### WORK TO COMPLETE
Pick out every line in the items below that contains the word "grey", and copy each of those lines. Match case exactly.

### ENTRIES SUPPLIED

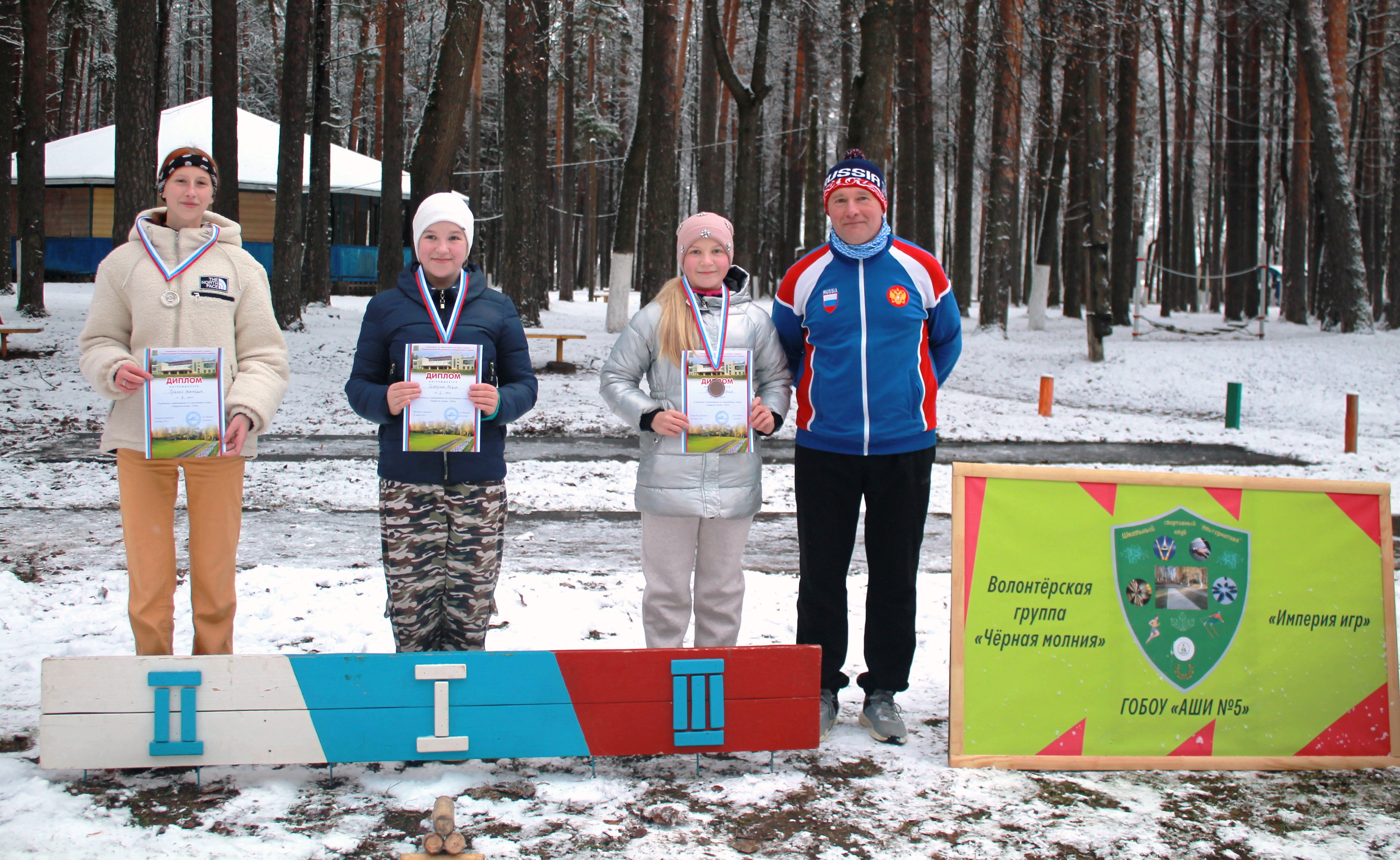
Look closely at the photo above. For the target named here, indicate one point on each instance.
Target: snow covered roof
(89, 158)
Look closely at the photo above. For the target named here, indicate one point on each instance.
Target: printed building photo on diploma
(184, 402)
(716, 402)
(442, 417)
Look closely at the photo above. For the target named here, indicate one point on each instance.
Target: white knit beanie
(444, 206)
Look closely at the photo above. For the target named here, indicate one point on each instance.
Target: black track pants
(829, 489)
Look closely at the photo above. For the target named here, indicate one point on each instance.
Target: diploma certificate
(717, 403)
(443, 417)
(184, 402)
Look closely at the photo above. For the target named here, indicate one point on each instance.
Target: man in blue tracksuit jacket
(871, 331)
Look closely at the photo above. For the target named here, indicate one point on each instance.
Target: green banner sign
(1126, 617)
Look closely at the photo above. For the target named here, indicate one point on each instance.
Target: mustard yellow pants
(215, 490)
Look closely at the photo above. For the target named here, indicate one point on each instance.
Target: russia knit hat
(859, 171)
(444, 206)
(705, 226)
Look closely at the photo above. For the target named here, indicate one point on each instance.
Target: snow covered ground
(576, 584)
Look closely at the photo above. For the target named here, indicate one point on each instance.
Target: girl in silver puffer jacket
(696, 510)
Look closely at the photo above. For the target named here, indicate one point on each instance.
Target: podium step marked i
(262, 710)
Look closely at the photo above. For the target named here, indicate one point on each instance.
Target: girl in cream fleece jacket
(223, 301)
(188, 284)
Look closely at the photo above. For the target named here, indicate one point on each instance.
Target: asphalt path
(584, 449)
(42, 542)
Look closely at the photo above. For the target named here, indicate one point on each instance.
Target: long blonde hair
(677, 329)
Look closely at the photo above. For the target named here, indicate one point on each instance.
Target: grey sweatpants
(672, 550)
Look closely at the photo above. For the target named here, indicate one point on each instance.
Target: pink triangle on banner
(1364, 510)
(975, 490)
(1364, 730)
(1070, 743)
(1228, 498)
(1202, 743)
(1104, 494)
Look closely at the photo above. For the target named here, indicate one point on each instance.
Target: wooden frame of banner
(1161, 763)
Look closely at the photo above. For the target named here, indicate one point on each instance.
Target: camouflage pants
(442, 559)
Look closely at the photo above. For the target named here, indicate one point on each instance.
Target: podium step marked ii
(234, 710)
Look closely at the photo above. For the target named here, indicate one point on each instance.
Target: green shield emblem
(1184, 584)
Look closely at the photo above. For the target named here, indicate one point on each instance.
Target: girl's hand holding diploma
(761, 417)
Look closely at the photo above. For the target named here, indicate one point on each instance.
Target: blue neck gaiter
(863, 252)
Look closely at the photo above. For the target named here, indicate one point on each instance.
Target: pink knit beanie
(705, 226)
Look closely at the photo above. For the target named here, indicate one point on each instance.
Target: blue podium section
(378, 707)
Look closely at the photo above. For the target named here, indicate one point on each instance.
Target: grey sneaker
(829, 708)
(883, 717)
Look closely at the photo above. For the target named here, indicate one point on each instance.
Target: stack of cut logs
(446, 838)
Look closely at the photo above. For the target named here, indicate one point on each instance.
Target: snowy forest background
(1209, 136)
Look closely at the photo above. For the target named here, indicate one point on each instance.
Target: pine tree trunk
(34, 24)
(1393, 251)
(76, 42)
(623, 256)
(814, 154)
(1098, 318)
(1371, 156)
(136, 117)
(567, 175)
(961, 271)
(390, 142)
(870, 91)
(444, 115)
(1043, 133)
(709, 157)
(1073, 259)
(1347, 301)
(287, 224)
(525, 272)
(1214, 244)
(224, 90)
(926, 147)
(358, 87)
(903, 189)
(1300, 206)
(1185, 219)
(814, 216)
(316, 275)
(794, 146)
(9, 61)
(1164, 206)
(658, 258)
(846, 12)
(1048, 245)
(1123, 261)
(1242, 62)
(1001, 266)
(748, 174)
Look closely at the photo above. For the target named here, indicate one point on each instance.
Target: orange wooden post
(1046, 395)
(1353, 414)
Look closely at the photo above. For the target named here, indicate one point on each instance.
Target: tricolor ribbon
(444, 332)
(156, 258)
(714, 352)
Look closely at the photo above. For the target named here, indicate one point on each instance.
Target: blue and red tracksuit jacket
(870, 342)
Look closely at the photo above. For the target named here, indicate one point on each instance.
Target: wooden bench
(6, 331)
(559, 338)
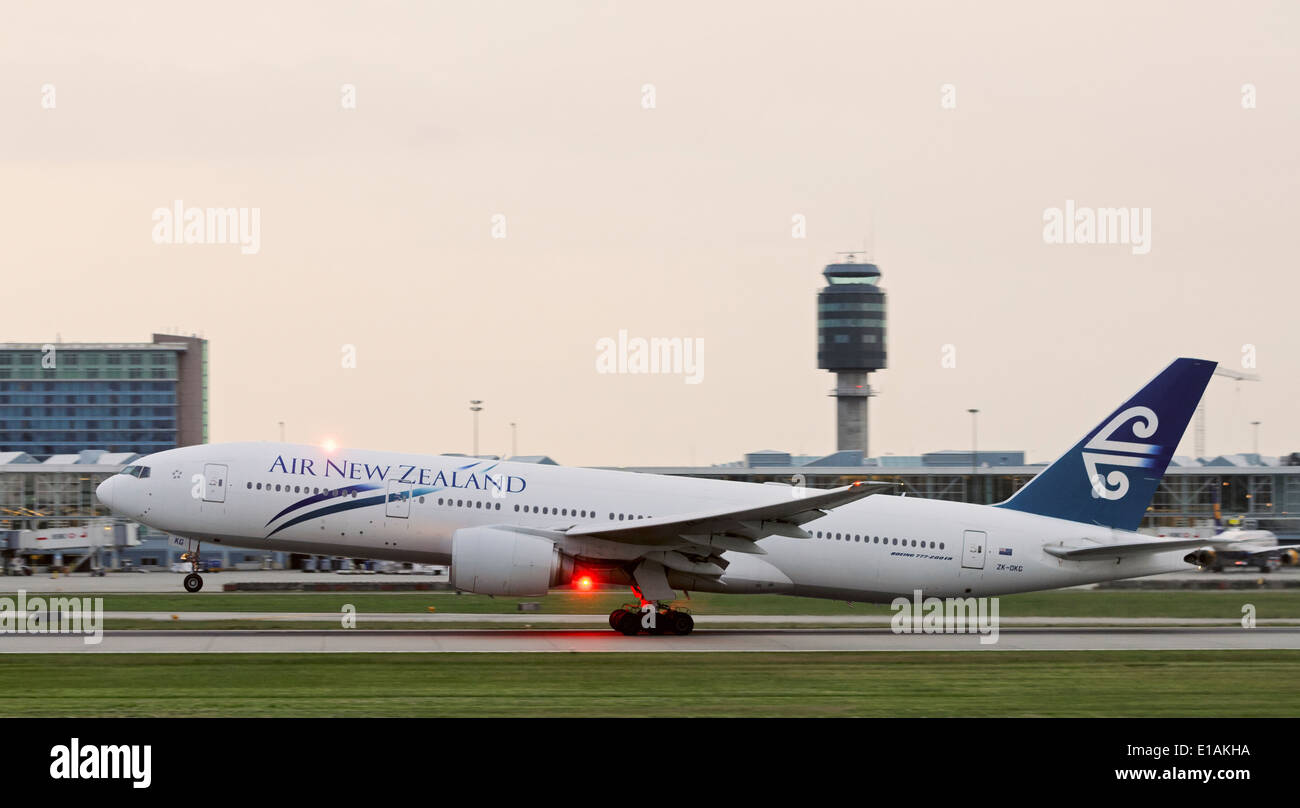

### TASK RESULT
Target: grey sweatpants
Target: grey sneaker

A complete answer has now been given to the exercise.